■ SOURCE EXTRACT ■
···
On the low end maybe you just integrate it into some future DLC, and the unlock method as it exists now is treated as an early access bonus?

yeah I suspect this is what they're ultimately planning on, in a few months. if you're careful about it, you could even do this while preserving the fun of the puzzle -- let most people spend some sizable but attainable sum of in-game currency to unlock the class the simple way, but also allow the devoted to continue to do it the old way by [spoils myself on how to unlock this one] equipping these 10 specific items and unlock it for free.

I was going to say that perhaps the class unlock requirements could be randomized to some degree, but upon further consideration I think that will just end up creating more elaborate steam guides for the dedicated players, while more casual players will either stumble into it as intended (in which case was an elaborate set up required?) or they will find it in the guide and think it's too much work.

Guild Wars 2: Path of Fire launched with several mounts marketed as features for new players, but they didn't market a secret fifth mount that players discovered the questline for after completing the story quests.

I could see some version of "deep secrets" being hidden on a generated, personalized-per-player basis, if the actual secret was part of standard gameplay and not an ARG.

Like, imagine a game the size of Tears of the Kingdom, with dialogue or notes that hint towards a deeper, larger quest, a treasure hunt, a world-spanning puzzle; each game cart with its own randomly generated locations involved, where the hints appear, the pieces it's built out of. This would make it... guide "resistant", at least, but only to an extent. It also sounds like an incredible amount of dev resources to spend on something very few will see - to build a system that could lay these out reliably - but I think the fact that discovering something so large is hidden is often what makes it feel so amazing.

This reminds me of the small puzzles and easter eggs that are hidden in MMOs. I remember WoW having quite a few of these... in the earlier days, they would be discovered bit by bit by random players who happened to stumble across them, but over time they became so ubiquitous and extremely ornate that people formed extremely dedicated puzzle-solving groups to piece them together, racing to solve them, and then those secrets would become part of common knowledge online. Once it's solved, it's solved. FWIW, I think there's still some fun as a player just following the huge guides that take you around the world, as a form of participating in the secret without needing the dedication to immerse yourself in it.
···
■ GOAL ■
Translate this sentence from the discussion of hidden game secrets into Spanish: "Guild Wars 2: Path of Fire launched with several mounts marketed as features for new players, but they didn't market a secret fifth mount that players discovered the questline for after completing the story quests."

■ RECORD EXTRACTS ■
···
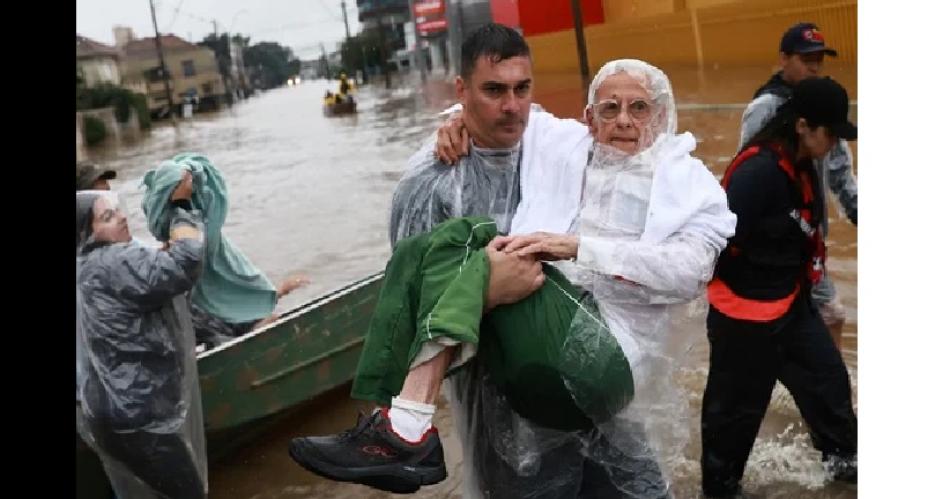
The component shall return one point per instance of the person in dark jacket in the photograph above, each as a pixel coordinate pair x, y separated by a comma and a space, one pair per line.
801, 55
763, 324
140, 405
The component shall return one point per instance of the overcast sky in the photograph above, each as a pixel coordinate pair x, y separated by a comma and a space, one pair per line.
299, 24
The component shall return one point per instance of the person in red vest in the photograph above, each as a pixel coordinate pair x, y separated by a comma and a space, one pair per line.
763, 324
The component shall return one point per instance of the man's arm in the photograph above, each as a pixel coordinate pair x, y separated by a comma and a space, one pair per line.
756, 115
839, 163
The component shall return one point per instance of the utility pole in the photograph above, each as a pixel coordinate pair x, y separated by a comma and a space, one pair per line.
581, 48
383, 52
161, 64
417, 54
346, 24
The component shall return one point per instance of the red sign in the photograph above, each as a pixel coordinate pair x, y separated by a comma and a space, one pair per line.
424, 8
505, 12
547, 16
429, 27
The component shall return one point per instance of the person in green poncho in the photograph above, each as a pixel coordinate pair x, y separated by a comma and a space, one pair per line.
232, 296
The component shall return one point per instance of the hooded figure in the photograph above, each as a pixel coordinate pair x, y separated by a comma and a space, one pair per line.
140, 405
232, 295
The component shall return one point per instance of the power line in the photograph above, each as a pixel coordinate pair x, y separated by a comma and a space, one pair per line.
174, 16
···
■ RESPONSE TO THIS TASK ■
Guild Wars 2: Path of Fire salió con varias monturas promocionadas como funciones para los jugadores nuevos, pero no promocionaron una quinta montura secreta cuya cadena de misiones descubrieron los jugadores después de completar las misiones de la historia.